───── SUPPLIED INFORMATION

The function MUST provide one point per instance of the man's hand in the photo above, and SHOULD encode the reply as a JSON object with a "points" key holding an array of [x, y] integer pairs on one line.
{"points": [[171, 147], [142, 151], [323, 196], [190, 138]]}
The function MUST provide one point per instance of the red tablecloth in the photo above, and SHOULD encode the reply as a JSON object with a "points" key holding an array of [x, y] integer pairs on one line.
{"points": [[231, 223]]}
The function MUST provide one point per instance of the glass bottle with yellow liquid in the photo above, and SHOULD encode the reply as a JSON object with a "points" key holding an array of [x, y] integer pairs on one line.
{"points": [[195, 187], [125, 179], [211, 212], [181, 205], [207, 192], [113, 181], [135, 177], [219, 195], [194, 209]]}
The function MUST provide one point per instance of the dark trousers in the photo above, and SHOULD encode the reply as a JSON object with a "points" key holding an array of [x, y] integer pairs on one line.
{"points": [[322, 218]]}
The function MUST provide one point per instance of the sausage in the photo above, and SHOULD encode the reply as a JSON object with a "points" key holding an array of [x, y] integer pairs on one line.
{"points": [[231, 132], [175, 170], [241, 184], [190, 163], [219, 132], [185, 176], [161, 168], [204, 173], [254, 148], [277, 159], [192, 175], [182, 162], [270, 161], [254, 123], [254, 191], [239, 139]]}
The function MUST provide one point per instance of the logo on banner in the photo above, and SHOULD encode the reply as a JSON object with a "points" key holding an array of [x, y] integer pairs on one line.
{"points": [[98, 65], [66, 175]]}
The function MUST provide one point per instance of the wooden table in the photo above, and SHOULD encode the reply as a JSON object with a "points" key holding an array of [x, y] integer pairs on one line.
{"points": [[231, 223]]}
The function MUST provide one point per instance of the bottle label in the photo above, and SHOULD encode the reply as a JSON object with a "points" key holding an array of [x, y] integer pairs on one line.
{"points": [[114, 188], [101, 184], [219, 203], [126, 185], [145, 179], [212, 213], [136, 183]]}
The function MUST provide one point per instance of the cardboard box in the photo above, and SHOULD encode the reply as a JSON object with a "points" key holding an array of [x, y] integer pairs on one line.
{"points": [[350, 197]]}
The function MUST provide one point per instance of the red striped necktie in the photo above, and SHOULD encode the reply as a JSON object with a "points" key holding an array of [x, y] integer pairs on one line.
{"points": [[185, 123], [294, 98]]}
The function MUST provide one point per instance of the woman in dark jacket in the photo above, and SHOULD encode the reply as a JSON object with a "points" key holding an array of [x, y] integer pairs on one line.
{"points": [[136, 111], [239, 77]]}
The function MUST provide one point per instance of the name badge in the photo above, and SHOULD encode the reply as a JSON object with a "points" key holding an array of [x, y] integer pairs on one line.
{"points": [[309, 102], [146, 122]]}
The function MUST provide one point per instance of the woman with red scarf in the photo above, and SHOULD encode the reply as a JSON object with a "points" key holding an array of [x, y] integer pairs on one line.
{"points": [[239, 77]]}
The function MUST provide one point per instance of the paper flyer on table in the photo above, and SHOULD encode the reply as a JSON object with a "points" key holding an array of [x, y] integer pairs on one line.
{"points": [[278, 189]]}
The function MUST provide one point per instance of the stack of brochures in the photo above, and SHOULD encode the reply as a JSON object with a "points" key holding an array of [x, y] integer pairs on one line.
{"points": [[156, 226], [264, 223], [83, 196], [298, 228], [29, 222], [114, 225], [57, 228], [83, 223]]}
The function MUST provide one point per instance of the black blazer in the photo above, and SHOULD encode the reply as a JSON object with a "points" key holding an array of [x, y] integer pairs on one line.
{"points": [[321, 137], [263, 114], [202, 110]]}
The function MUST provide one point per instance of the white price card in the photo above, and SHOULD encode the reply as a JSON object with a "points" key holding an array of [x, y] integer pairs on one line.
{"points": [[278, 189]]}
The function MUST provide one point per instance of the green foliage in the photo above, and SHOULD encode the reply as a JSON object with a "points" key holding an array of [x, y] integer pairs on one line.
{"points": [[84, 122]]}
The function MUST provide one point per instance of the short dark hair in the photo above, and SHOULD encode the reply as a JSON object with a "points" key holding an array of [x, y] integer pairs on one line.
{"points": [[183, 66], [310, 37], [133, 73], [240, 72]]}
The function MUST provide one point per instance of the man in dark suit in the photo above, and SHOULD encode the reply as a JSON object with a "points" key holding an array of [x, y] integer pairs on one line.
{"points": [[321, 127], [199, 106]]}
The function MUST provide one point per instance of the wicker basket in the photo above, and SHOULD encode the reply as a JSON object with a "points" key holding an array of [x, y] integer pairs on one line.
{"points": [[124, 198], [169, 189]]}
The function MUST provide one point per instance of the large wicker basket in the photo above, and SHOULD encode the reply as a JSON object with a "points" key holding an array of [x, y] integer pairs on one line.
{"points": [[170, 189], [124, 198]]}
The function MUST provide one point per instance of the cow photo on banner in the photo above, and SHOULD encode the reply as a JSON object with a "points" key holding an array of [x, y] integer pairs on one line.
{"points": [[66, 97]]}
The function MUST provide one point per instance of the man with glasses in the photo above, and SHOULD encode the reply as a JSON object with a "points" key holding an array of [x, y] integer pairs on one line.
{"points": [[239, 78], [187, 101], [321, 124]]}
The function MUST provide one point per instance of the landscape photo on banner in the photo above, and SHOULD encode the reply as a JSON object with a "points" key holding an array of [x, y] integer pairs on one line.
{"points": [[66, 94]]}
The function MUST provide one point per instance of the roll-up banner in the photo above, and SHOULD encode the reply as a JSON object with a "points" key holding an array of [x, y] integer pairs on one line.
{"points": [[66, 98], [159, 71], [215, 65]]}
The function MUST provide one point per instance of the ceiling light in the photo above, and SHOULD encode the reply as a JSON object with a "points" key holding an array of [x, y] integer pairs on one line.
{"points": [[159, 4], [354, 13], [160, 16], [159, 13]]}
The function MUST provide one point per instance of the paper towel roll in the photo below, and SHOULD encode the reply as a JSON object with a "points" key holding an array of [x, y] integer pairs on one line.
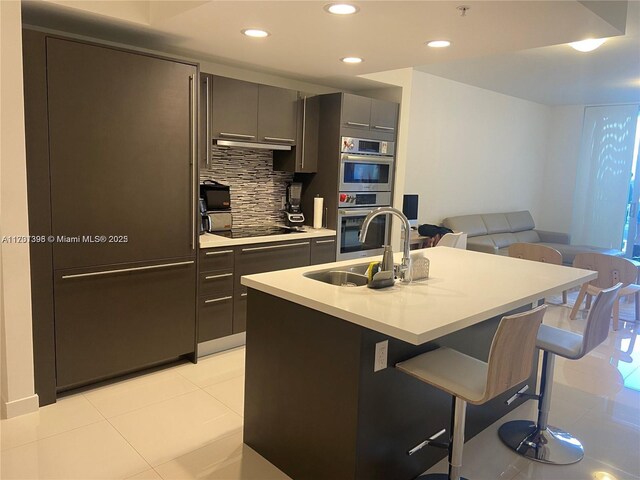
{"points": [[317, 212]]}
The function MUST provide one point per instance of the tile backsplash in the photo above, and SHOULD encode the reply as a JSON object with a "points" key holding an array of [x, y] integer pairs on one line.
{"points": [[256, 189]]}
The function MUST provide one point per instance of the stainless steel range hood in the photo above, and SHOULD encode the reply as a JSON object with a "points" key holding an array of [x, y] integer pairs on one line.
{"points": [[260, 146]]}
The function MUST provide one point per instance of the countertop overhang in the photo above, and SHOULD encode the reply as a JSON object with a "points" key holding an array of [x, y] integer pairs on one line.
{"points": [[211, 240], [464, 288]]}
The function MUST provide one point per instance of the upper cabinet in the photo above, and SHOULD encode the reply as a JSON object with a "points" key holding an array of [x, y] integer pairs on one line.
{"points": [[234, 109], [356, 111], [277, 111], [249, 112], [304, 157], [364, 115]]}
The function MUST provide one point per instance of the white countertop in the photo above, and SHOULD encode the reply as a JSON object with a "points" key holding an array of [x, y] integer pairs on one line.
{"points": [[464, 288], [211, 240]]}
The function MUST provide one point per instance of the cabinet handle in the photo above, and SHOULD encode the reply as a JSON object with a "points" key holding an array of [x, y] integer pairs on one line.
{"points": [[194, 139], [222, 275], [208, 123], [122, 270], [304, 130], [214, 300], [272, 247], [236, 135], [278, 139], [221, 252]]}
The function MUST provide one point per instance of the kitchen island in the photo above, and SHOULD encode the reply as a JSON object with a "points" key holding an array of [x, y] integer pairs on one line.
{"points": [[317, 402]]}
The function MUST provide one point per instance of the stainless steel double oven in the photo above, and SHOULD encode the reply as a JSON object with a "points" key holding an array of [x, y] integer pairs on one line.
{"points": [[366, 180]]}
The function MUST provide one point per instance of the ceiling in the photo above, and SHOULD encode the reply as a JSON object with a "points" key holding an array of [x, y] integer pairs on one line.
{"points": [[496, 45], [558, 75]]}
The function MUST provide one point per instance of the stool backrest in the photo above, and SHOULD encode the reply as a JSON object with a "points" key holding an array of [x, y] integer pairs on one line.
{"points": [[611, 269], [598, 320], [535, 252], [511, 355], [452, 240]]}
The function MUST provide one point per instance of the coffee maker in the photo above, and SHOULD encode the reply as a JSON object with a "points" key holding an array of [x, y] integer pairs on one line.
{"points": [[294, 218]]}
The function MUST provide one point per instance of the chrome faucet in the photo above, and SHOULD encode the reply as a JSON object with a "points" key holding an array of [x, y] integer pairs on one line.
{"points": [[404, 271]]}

──────────
───── SUPPLIED INFORMATION

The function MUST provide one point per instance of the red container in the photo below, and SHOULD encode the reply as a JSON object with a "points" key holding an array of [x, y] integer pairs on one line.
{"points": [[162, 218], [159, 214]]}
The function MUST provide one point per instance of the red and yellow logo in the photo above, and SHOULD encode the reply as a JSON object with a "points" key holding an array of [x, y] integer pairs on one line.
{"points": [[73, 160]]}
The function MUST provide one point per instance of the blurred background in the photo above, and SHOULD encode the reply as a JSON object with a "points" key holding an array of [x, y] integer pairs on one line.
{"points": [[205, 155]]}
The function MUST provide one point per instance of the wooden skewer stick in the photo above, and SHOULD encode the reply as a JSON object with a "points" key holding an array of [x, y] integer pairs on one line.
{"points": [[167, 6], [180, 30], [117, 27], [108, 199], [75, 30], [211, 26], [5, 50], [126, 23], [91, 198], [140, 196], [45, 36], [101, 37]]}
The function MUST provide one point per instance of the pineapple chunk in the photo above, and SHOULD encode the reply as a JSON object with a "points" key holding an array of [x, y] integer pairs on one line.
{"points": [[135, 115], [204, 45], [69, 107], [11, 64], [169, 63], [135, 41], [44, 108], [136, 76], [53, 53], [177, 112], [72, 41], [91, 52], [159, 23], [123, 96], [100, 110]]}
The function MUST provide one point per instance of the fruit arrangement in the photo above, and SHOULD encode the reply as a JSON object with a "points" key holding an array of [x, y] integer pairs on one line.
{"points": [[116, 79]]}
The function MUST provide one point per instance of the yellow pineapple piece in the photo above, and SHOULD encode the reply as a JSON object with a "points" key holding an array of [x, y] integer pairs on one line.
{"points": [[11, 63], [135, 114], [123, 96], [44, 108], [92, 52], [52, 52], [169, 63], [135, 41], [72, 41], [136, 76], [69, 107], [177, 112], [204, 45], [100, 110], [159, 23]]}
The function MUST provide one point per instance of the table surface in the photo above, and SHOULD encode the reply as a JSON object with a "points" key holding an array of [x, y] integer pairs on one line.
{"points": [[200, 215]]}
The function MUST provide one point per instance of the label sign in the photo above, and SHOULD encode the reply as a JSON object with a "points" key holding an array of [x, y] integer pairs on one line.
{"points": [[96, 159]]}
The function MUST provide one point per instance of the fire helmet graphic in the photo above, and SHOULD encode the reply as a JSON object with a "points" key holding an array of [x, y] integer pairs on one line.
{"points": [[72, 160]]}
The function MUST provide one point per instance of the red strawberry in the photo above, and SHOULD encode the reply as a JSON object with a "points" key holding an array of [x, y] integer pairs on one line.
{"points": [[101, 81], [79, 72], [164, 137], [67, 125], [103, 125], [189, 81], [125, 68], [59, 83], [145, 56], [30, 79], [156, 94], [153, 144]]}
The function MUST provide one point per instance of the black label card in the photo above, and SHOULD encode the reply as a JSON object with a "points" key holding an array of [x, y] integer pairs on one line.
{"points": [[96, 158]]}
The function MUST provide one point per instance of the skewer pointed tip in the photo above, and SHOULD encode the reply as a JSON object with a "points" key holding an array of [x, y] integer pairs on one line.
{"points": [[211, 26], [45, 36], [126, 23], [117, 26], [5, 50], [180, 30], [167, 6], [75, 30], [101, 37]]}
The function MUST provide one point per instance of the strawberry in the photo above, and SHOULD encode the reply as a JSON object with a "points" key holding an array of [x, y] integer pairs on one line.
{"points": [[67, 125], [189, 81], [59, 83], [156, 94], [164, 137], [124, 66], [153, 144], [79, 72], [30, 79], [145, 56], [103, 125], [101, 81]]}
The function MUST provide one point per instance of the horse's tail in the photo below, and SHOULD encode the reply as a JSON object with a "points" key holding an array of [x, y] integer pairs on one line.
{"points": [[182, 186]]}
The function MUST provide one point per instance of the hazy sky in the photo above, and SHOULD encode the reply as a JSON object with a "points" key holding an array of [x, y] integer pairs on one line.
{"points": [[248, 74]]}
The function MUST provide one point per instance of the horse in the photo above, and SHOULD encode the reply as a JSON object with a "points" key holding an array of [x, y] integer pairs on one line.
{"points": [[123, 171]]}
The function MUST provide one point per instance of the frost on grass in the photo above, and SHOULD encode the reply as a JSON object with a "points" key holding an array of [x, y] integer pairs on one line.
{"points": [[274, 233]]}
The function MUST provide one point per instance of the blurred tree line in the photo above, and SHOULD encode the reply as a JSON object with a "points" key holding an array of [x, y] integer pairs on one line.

──────────

Show every line of the rows above that contains the string "yellow", matching case exactly.

The function MUST provide one point per instance of the glass bottle with yellow liquid in the photo above, and SHOULD encode the reply as a JSON object with a "points" key holding an array of [x, y] integer pairs on one line.
The function MUST provide one point per instance of the red and yellow logo in the photo above, and SHOULD encode the reply as a JSON object with a "points" key holding an array of [x, y] integer pairs on one line.
The function MUST provide one point per instance of the yellow pineapple piece in the photo above, and SHOULD encode the reply as a JSON object with a "points" key holding an array of [x, y] integer pairs on one line.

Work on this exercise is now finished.